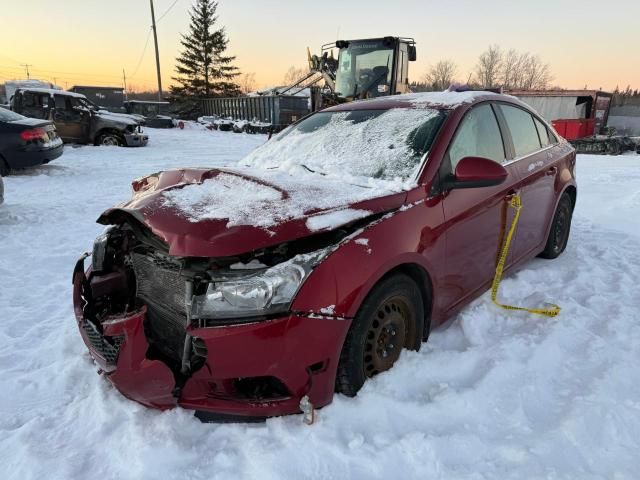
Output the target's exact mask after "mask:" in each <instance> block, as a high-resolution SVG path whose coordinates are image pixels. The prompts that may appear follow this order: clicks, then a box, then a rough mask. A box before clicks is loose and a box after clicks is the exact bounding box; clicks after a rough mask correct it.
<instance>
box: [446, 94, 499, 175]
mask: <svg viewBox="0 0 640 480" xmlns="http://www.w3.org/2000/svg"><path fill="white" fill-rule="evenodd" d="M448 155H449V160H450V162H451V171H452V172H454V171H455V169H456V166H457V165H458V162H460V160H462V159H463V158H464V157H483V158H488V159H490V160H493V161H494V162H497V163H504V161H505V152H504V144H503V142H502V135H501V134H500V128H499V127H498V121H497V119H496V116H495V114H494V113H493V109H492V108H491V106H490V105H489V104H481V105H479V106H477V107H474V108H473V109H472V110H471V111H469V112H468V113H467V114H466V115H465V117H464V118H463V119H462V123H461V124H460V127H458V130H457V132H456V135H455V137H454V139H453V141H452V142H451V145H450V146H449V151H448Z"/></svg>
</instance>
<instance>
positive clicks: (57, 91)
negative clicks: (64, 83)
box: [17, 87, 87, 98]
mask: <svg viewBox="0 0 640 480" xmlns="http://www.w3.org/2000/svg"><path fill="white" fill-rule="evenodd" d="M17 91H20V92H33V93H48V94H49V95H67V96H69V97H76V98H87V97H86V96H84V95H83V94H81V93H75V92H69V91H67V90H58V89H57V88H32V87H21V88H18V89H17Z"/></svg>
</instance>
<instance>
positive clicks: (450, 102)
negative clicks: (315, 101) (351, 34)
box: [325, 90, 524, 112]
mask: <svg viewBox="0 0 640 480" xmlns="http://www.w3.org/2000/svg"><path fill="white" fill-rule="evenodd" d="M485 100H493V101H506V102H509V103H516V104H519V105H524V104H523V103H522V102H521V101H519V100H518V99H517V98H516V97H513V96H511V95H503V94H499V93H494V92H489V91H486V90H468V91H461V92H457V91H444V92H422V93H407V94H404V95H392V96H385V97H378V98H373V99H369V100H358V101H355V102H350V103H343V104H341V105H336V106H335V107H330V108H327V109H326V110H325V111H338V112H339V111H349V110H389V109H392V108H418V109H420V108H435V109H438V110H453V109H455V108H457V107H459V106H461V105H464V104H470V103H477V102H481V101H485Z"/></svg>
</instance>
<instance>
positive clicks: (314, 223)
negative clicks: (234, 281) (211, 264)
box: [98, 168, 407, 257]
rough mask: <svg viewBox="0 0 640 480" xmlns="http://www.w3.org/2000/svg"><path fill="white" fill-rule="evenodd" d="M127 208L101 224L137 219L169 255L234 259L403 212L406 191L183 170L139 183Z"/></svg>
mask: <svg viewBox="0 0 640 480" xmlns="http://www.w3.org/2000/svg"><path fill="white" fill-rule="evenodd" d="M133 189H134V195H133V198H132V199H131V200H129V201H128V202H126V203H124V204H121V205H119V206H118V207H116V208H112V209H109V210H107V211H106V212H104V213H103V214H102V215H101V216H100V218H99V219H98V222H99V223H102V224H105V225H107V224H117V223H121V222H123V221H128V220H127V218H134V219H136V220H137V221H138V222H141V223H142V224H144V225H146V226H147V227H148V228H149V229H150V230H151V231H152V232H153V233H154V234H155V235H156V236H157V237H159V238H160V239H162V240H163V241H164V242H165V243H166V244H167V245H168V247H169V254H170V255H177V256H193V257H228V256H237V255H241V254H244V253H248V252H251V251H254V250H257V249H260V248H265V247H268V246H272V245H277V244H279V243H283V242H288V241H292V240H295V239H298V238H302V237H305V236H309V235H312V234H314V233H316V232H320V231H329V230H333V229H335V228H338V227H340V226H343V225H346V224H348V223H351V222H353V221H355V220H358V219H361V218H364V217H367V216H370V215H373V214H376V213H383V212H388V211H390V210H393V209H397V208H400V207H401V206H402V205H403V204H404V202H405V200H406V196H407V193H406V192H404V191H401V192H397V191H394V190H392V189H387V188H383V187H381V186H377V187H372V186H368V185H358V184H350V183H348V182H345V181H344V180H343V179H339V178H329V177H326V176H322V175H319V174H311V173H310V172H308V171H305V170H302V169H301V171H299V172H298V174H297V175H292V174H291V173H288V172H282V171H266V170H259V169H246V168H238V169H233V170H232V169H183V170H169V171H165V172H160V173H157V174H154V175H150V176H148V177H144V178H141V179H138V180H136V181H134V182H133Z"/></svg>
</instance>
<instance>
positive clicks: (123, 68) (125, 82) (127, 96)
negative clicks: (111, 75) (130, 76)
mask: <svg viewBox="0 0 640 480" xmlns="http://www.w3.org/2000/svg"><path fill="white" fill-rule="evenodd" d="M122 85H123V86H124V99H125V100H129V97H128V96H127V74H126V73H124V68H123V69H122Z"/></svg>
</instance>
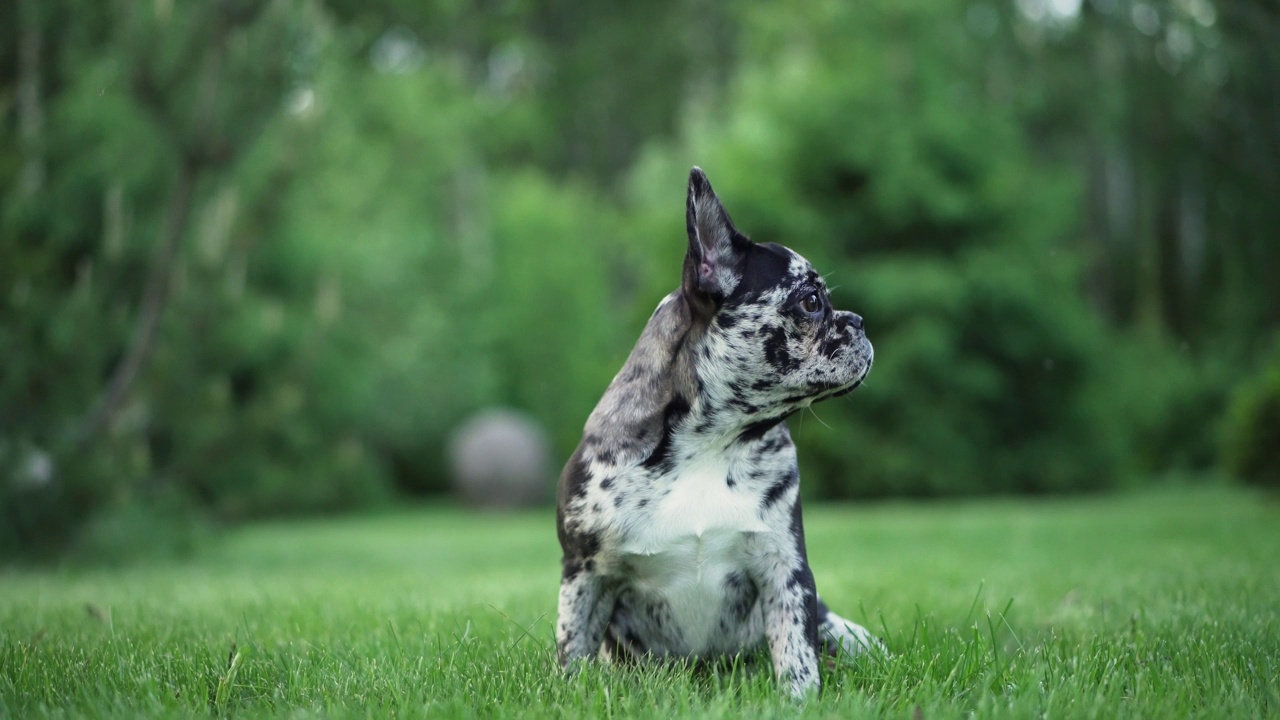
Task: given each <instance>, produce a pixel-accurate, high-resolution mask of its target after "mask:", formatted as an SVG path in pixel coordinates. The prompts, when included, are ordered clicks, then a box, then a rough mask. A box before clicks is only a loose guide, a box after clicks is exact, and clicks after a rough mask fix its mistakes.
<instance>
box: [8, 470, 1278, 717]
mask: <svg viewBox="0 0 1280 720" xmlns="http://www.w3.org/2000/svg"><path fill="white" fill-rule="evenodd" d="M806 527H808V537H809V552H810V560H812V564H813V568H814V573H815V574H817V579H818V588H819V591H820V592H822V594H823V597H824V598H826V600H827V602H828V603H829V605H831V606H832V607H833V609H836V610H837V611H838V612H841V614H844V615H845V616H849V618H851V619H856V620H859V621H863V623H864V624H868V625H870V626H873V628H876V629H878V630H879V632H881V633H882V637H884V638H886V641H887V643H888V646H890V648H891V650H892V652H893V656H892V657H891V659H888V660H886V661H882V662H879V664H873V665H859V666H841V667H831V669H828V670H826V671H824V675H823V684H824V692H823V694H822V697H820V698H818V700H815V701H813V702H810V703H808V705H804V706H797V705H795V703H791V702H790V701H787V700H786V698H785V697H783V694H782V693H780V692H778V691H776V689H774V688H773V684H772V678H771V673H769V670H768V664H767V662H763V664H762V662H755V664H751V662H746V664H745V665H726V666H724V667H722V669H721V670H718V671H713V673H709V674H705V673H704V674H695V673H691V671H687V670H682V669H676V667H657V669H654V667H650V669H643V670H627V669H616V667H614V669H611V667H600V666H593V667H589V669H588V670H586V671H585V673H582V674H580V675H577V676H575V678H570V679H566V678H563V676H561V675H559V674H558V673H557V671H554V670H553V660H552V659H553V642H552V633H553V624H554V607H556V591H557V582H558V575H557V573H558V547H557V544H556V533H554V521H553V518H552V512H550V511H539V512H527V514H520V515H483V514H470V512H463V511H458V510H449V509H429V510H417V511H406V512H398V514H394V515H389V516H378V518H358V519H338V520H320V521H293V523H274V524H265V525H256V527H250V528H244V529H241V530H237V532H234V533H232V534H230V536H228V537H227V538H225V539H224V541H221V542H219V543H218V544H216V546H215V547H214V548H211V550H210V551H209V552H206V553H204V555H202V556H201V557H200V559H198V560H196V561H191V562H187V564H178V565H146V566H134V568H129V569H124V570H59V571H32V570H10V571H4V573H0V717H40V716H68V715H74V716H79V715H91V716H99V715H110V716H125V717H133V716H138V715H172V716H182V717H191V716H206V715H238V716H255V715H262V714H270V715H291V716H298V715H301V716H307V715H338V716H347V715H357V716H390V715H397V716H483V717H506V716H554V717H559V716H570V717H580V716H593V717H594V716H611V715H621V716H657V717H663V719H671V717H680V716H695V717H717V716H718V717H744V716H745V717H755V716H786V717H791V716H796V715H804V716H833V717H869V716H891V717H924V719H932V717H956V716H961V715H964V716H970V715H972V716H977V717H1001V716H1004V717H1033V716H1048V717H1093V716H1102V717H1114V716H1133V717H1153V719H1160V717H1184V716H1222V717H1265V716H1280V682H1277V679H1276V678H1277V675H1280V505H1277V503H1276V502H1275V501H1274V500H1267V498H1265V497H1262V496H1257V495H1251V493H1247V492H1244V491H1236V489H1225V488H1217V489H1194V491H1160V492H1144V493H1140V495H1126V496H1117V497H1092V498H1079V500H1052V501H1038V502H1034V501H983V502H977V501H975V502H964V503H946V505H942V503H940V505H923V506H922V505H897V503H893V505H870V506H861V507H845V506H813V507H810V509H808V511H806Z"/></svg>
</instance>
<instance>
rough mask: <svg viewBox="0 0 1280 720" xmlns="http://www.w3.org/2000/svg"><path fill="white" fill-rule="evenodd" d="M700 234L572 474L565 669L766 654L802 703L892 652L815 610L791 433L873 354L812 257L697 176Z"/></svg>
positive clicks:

TASK OBJECTIVE ▸ Quote everything from the start of the listing down to the line containing "box: [446, 94, 499, 175]", including that line, and leave the pictures out.

SOLUTION FOR THIS EXERCISE ▸
Output the target's exact mask after "mask:" in each <instance> block, as a high-resolution SVG path whose coordinates are image pixels. The prompts that may appear follow this order: clicks, then a box, then a rough mask. A box before clicks is loose and a box after clicks is the exact bounding box; clicks after a rough mask correct it.
<instance>
box: [446, 94, 499, 175]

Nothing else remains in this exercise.